<<<<

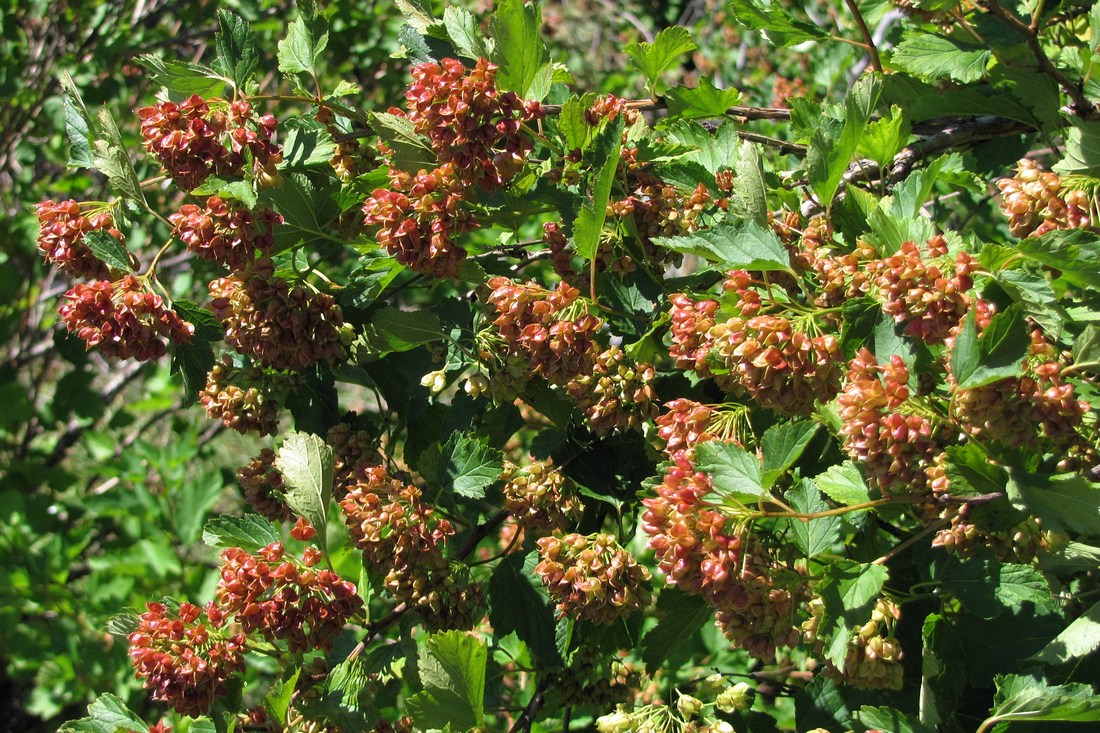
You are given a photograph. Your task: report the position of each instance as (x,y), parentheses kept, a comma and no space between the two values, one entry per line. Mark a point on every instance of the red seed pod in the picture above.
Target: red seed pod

>>>>
<<<<

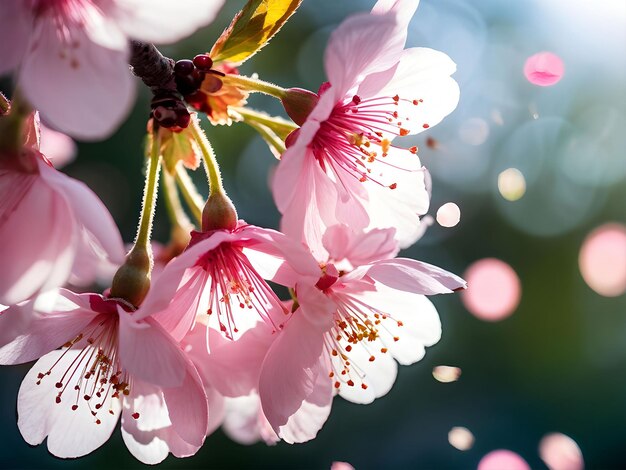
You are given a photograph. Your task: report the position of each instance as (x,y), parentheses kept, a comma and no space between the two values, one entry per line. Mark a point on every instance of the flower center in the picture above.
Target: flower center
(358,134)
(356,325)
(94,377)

>>>>

**Work required**
Copy the stretch from the line containing "pod in the picture above." through the line containing "Target: red seed pod", replacing "photograph" with "image" and leaving all else unchanged.

**Complete response**
You are given a image. Your task: report the position of each instance as (x,y), parentheses kept, a comma and no space between the two values, one entry per line. Mark a point on every instance of the red seed pod in the picture above.
Target: red seed pod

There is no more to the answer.